Exactly copy the final stretch of the listing below: the line with "jacket in the photo above." and every line after it.
::: Records supplied :::
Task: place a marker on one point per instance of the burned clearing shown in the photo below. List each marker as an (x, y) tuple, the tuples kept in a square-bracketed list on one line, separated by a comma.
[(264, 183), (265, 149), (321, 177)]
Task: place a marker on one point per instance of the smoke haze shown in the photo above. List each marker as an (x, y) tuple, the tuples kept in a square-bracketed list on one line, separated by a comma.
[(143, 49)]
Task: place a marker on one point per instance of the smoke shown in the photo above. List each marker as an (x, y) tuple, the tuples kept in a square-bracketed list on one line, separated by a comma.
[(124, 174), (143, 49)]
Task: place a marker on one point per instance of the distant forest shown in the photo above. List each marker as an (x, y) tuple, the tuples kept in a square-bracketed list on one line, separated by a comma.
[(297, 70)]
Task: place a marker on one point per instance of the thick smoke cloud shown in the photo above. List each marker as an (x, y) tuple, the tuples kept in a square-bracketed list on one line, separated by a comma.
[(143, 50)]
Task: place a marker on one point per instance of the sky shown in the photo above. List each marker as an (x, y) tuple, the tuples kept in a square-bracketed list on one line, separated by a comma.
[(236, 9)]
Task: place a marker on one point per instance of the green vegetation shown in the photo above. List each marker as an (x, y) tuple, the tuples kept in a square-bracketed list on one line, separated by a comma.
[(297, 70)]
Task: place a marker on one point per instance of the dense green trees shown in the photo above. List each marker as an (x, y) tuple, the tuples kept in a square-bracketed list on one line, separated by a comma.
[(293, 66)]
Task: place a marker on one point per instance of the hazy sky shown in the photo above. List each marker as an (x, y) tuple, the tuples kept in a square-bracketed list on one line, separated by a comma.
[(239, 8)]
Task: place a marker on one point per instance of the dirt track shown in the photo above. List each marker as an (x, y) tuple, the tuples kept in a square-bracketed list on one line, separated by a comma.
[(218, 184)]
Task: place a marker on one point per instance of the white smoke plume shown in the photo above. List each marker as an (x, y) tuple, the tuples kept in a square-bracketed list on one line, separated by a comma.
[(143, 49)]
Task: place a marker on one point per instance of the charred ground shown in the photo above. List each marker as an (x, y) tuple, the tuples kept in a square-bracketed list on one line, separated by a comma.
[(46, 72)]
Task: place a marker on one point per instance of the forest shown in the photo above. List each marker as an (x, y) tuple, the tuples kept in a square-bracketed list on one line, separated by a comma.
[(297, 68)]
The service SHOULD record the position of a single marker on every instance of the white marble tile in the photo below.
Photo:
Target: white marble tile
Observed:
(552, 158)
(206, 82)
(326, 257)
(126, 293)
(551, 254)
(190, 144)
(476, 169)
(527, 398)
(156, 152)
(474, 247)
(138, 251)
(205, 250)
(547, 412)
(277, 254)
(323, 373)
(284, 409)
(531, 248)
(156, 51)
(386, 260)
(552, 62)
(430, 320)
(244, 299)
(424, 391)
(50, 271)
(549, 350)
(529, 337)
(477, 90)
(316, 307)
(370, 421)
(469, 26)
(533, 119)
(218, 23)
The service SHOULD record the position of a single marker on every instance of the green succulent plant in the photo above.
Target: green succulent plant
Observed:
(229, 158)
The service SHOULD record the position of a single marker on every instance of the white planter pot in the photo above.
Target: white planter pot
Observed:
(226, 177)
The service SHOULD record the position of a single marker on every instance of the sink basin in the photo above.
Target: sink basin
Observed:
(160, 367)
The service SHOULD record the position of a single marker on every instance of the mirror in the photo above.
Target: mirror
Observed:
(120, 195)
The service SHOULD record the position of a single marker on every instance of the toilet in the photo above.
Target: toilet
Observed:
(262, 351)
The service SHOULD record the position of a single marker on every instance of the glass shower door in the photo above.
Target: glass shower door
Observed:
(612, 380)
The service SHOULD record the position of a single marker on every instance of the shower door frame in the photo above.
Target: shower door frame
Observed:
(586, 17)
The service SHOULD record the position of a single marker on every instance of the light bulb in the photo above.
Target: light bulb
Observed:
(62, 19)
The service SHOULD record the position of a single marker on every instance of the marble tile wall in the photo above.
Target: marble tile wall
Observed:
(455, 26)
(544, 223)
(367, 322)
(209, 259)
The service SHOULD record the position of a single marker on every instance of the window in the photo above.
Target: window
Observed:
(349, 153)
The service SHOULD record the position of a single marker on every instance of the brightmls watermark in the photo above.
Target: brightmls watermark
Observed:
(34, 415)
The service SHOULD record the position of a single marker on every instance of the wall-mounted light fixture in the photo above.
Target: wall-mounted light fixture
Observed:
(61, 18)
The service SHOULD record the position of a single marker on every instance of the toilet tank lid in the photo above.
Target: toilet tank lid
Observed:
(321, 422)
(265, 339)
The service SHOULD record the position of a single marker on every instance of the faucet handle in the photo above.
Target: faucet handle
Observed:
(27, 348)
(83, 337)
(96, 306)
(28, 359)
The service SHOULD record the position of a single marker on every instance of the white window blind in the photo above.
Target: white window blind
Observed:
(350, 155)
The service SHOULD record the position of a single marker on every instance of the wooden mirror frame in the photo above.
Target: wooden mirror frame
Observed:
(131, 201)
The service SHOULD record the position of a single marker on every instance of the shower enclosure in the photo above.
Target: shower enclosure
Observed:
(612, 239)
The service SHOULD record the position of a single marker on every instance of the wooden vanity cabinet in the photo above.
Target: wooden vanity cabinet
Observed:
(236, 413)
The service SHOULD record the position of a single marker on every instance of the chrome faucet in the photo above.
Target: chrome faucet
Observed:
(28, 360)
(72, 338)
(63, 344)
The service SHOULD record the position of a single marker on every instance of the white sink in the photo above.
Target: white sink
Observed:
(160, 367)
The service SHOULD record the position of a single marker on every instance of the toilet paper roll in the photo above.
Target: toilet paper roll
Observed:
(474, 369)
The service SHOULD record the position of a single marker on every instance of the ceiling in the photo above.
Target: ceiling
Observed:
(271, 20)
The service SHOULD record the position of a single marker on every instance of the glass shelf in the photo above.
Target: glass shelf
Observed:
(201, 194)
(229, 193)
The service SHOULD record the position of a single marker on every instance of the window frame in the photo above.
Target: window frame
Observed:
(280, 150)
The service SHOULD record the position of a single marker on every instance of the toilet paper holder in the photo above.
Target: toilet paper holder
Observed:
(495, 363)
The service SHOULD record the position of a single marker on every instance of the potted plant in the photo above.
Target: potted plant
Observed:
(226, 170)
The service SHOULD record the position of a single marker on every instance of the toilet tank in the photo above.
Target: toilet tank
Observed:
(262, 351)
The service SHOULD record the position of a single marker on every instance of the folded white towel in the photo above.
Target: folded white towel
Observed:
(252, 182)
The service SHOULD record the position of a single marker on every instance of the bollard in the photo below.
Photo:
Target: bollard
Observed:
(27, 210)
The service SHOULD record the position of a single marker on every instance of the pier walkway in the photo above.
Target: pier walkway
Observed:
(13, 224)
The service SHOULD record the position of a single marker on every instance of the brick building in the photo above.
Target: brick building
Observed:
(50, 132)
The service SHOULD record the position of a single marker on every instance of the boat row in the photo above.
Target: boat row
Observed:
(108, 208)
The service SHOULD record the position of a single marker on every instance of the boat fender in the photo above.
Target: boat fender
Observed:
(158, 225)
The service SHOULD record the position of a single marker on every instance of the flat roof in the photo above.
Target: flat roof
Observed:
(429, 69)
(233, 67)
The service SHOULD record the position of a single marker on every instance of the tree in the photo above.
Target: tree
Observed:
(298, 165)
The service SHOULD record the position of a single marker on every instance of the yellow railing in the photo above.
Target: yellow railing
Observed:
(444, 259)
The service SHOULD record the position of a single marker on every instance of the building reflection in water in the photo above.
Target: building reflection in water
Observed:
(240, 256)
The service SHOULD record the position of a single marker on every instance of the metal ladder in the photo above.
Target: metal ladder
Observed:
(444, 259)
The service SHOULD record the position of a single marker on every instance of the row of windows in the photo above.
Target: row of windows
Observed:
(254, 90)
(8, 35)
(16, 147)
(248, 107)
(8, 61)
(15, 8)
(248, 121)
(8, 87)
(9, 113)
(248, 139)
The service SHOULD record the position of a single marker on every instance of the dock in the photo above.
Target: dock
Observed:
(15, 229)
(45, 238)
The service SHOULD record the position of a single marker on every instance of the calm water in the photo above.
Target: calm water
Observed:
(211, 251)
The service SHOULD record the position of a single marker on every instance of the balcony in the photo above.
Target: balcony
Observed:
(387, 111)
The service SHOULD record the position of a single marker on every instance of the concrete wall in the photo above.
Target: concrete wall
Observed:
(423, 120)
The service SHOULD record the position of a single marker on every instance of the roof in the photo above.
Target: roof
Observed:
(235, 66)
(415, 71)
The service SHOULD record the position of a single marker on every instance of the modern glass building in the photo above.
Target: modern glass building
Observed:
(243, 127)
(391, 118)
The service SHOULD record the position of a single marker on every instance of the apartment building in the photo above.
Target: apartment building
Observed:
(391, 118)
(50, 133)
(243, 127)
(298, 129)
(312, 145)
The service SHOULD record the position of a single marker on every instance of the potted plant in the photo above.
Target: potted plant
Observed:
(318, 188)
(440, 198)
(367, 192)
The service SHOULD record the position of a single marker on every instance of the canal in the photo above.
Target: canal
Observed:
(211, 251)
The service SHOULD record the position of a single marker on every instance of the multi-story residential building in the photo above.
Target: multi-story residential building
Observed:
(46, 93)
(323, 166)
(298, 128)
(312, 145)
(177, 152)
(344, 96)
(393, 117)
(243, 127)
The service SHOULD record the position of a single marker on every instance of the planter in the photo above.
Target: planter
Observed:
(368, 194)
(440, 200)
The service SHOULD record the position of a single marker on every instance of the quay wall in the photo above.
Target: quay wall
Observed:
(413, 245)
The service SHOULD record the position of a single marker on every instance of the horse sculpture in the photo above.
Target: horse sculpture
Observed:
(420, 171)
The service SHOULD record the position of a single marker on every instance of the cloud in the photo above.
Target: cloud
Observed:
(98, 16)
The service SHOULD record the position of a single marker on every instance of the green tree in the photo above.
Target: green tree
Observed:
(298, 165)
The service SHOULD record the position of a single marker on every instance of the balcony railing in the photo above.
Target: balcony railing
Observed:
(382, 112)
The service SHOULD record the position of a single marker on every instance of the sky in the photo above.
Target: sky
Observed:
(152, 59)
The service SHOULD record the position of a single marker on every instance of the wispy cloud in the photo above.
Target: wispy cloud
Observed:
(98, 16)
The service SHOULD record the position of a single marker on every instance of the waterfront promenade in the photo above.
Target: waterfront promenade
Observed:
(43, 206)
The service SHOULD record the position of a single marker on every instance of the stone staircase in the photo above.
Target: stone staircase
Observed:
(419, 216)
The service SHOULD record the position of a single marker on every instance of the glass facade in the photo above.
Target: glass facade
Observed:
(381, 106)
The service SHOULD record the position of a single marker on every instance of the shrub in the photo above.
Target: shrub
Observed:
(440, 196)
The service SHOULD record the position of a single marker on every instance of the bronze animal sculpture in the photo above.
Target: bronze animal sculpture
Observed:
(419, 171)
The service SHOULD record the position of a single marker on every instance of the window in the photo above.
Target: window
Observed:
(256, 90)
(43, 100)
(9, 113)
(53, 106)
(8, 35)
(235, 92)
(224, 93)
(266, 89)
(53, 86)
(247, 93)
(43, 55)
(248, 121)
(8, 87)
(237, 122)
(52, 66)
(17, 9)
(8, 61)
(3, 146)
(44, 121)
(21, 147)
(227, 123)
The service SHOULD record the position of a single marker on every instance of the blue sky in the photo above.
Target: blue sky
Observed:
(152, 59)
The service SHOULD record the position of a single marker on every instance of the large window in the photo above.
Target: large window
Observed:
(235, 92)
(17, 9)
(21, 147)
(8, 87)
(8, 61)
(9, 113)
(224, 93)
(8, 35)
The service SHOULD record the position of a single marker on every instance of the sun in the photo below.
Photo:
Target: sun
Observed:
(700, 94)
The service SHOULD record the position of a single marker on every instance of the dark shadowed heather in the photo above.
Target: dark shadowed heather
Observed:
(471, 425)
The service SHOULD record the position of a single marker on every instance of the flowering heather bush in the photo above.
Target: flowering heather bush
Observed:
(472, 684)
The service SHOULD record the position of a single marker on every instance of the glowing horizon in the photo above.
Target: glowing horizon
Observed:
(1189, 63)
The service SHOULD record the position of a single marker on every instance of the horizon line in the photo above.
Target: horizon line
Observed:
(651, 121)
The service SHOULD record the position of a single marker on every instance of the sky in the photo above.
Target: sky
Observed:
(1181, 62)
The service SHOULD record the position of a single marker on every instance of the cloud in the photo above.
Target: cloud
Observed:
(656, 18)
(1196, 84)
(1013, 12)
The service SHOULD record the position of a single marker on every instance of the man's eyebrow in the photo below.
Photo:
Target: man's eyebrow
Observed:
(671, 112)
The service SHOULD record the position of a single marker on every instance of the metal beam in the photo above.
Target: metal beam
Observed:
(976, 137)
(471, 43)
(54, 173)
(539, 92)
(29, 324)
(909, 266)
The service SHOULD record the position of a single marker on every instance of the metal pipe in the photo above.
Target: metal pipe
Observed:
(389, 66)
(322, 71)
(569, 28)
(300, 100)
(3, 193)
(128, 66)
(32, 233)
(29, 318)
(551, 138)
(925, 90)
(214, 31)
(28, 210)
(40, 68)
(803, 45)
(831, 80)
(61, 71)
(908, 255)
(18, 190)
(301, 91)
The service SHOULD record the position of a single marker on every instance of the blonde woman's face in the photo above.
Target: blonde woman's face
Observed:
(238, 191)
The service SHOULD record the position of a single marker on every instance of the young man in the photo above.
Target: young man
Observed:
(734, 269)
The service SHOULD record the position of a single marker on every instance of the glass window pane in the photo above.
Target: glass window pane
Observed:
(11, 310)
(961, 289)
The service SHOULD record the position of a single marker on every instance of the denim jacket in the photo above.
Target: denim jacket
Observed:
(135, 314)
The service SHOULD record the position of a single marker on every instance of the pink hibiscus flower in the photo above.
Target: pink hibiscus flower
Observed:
:::
→ The answer:
The service SHOULD record the position of a single marker on every instance of the denim jacket in the photo above.
Target: denim jacket
Observed:
(135, 314)
The service SHOULD record the position of a single marker on every instance of the pink hibiscus flower in the photo above.
Target: pink hibiscus flower
Observed:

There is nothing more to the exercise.